>> Start Material for the task

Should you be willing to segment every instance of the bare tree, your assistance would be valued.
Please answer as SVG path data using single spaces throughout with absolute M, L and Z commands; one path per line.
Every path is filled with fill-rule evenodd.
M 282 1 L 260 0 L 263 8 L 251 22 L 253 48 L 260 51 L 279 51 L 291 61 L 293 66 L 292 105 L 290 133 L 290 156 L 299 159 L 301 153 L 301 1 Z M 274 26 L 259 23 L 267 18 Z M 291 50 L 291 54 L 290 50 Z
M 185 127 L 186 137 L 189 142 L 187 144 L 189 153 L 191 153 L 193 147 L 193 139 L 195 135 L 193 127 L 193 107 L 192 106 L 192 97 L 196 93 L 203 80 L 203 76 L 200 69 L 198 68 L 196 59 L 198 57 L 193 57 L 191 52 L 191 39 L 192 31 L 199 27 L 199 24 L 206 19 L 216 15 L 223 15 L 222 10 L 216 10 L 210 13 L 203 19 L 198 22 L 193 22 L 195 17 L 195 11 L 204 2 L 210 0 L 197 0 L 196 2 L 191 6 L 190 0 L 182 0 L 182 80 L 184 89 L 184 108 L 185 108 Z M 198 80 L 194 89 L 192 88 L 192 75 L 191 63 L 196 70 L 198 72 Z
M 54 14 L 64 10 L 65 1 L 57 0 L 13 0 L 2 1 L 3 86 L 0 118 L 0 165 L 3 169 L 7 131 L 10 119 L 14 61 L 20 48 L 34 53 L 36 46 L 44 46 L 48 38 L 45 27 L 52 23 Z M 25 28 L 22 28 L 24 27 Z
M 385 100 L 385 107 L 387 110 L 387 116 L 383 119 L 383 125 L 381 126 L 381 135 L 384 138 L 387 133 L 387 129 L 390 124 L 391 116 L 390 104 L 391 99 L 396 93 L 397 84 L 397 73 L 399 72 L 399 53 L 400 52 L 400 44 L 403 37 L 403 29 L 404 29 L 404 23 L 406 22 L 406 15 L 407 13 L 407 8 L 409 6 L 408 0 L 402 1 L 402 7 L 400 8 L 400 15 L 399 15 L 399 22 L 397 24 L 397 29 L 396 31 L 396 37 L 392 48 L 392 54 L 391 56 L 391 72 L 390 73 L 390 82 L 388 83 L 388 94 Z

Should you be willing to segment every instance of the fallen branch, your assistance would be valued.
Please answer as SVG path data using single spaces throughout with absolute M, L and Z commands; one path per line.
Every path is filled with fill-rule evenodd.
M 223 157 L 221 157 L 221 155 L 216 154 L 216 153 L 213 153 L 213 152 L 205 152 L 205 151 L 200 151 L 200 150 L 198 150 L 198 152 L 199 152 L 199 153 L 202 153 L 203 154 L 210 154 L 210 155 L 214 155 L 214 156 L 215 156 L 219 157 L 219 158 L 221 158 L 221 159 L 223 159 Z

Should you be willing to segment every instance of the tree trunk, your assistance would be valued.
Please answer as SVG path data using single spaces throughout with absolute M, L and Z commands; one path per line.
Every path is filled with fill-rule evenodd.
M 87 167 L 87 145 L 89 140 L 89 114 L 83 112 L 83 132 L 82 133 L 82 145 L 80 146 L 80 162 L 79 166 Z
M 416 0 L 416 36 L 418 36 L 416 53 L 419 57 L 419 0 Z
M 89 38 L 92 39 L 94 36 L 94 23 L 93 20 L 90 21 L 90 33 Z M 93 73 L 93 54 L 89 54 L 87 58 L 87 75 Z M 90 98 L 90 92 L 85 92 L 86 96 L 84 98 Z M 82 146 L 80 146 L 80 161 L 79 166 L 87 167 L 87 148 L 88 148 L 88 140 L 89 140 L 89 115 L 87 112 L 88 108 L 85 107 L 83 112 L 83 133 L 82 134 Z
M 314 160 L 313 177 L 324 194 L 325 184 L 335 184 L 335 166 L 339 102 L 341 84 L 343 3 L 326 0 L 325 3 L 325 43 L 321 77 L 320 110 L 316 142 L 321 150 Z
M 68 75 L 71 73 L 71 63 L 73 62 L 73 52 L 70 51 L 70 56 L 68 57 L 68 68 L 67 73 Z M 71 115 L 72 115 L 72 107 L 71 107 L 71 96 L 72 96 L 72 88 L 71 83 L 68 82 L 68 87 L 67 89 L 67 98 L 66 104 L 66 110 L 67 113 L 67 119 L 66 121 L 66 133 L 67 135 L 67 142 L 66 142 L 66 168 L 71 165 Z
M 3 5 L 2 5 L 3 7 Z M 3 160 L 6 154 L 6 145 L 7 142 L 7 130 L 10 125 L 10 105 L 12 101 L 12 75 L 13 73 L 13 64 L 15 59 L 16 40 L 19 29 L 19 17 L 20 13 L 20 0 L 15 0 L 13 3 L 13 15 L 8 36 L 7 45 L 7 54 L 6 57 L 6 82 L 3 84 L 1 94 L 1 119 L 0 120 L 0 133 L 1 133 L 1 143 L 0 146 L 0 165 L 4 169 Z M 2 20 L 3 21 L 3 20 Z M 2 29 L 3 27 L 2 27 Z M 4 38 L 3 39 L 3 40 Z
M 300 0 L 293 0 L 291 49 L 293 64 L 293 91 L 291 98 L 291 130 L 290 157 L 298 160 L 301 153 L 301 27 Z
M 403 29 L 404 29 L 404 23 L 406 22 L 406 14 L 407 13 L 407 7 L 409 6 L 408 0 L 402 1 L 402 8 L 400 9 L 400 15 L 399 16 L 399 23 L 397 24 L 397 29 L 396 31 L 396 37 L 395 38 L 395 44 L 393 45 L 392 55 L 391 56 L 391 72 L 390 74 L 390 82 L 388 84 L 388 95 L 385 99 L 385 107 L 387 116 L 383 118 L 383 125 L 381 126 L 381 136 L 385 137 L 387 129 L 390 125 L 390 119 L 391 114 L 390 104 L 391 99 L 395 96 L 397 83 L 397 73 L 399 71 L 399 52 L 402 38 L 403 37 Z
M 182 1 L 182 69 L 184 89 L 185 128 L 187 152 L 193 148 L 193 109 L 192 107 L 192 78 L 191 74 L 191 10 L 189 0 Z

>> End Material for the task

#### [Task description]
Present every line of the entries above as a numbered list, skipping the blank lines.

#### [Task result]
1. Should you be willing to segment every instance of the bare tree, your assistance would be valued.
2. Please answer as SVG path data using single spaces throughout with absolute M, L and Z commands; one path per line.
3. Every path is filled with fill-rule evenodd.
4. M 282 1 L 260 0 L 263 8 L 251 22 L 253 48 L 260 51 L 279 51 L 291 61 L 293 66 L 292 105 L 290 133 L 290 156 L 299 159 L 301 153 L 301 1 Z M 274 26 L 259 23 L 267 18 Z M 291 50 L 291 54 L 290 50 Z
5. M 185 127 L 186 137 L 189 142 L 187 144 L 189 153 L 191 153 L 193 147 L 193 139 L 195 135 L 193 127 L 193 107 L 192 106 L 192 97 L 196 93 L 203 80 L 203 76 L 200 69 L 198 68 L 196 59 L 198 57 L 193 57 L 191 52 L 191 39 L 192 31 L 199 27 L 199 24 L 206 19 L 216 15 L 223 15 L 222 10 L 216 10 L 210 13 L 203 19 L 198 22 L 193 22 L 195 17 L 195 11 L 204 2 L 210 0 L 197 0 L 196 2 L 191 6 L 190 0 L 182 0 L 182 80 L 184 89 L 184 108 L 185 108 Z M 198 80 L 194 89 L 192 88 L 192 75 L 191 63 L 196 70 L 198 72 Z
6. M 54 14 L 64 10 L 65 1 L 57 0 L 13 0 L 2 1 L 3 86 L 0 118 L 0 165 L 3 169 L 7 131 L 10 119 L 14 61 L 20 48 L 34 53 L 36 46 L 44 46 L 48 38 L 45 27 L 52 23 Z M 25 28 L 22 28 L 24 27 Z
7. M 385 100 L 385 107 L 387 110 L 387 116 L 383 119 L 383 125 L 381 126 L 381 135 L 384 138 L 387 133 L 387 129 L 390 124 L 391 116 L 390 104 L 391 99 L 396 93 L 397 84 L 397 73 L 399 72 L 399 53 L 400 52 L 400 44 L 403 37 L 403 29 L 404 29 L 404 23 L 406 22 L 406 15 L 407 13 L 407 8 L 409 6 L 408 0 L 402 1 L 402 7 L 400 8 L 400 15 L 399 15 L 399 22 L 397 24 L 397 29 L 396 31 L 396 37 L 392 48 L 392 54 L 391 56 L 391 72 L 390 73 L 390 82 L 388 83 L 388 94 Z
8. Should you be willing to segment every instance of the fallen branch, your assistance would be valued.
9. Please answer as SVG path data using single spaces throughout with absolute M, L and Z commands; one path per line.
10. Every path is filled with fill-rule evenodd.
11. M 223 157 L 221 157 L 221 155 L 216 154 L 216 153 L 213 153 L 213 152 L 205 152 L 205 151 L 200 151 L 200 150 L 198 150 L 198 152 L 199 152 L 199 153 L 202 153 L 203 154 L 210 154 L 210 155 L 214 155 L 214 156 L 215 156 L 219 157 L 219 158 L 221 158 L 221 159 L 223 159 Z
12. Should you be willing to segment every instance of the tree trunk, your assistance would be valued.
13. Please answer as SVG path data using single spaces throughout with absolute M, L and Z commands; one path per line.
14. Every path is filled with fill-rule evenodd.
15. M 87 167 L 87 145 L 89 140 L 89 114 L 83 112 L 83 132 L 82 133 L 82 145 L 80 146 L 80 162 L 79 166 Z
16. M 416 0 L 416 36 L 418 36 L 416 53 L 419 57 L 419 0 Z
17. M 89 38 L 92 39 L 94 36 L 94 23 L 93 20 L 90 21 L 90 33 Z M 93 73 L 93 54 L 89 54 L 87 58 L 87 75 Z M 90 98 L 90 92 L 85 92 L 86 96 L 84 98 Z M 82 146 L 80 146 L 80 161 L 79 166 L 87 167 L 87 148 L 88 148 L 88 140 L 89 140 L 89 115 L 87 112 L 88 108 L 85 107 L 83 112 L 83 133 L 82 134 Z
18. M 314 160 L 313 177 L 324 194 L 325 184 L 335 184 L 335 166 L 339 102 L 341 84 L 343 3 L 326 0 L 325 3 L 325 43 L 321 77 L 320 110 L 316 142 L 321 150 Z
19. M 68 75 L 71 73 L 71 63 L 73 62 L 73 52 L 70 51 L 70 56 L 68 57 L 68 68 L 67 73 Z M 71 115 L 72 115 L 72 107 L 71 107 L 71 96 L 72 96 L 72 88 L 71 83 L 68 82 L 68 87 L 67 89 L 67 98 L 66 104 L 66 110 L 67 113 L 67 119 L 66 121 L 66 133 L 67 135 L 67 142 L 66 142 L 66 168 L 71 165 Z
20. M 3 5 L 2 5 L 3 7 Z M 3 160 L 6 154 L 6 145 L 7 142 L 7 130 L 10 125 L 10 105 L 12 101 L 12 75 L 13 73 L 13 64 L 15 59 L 16 40 L 19 29 L 19 17 L 20 13 L 20 0 L 15 0 L 13 3 L 13 15 L 8 36 L 7 45 L 7 54 L 6 57 L 6 82 L 3 84 L 1 94 L 1 119 L 0 120 L 0 133 L 1 133 L 1 143 L 0 146 L 0 165 L 4 169 Z M 2 20 L 3 21 L 3 20 Z M 2 29 L 3 27 L 2 27 Z M 4 38 L 3 39 L 3 40 Z
21. M 300 0 L 293 0 L 291 49 L 293 64 L 293 91 L 291 98 L 291 130 L 290 157 L 298 160 L 301 153 L 301 27 Z
22. M 403 29 L 404 29 L 404 23 L 406 22 L 406 14 L 407 13 L 407 7 L 409 6 L 408 0 L 402 1 L 402 8 L 400 9 L 400 15 L 399 16 L 399 23 L 397 24 L 397 29 L 396 31 L 396 37 L 395 38 L 395 44 L 393 45 L 392 55 L 391 56 L 391 72 L 390 74 L 390 82 L 388 84 L 388 95 L 385 99 L 385 107 L 387 116 L 383 118 L 383 125 L 381 126 L 381 136 L 385 137 L 387 129 L 390 125 L 390 119 L 391 114 L 390 104 L 391 99 L 395 96 L 397 83 L 397 73 L 399 71 L 399 52 L 402 38 L 403 37 Z
23. M 182 1 L 182 69 L 184 89 L 185 128 L 187 152 L 193 148 L 193 109 L 192 107 L 192 78 L 191 74 L 191 10 L 189 0 Z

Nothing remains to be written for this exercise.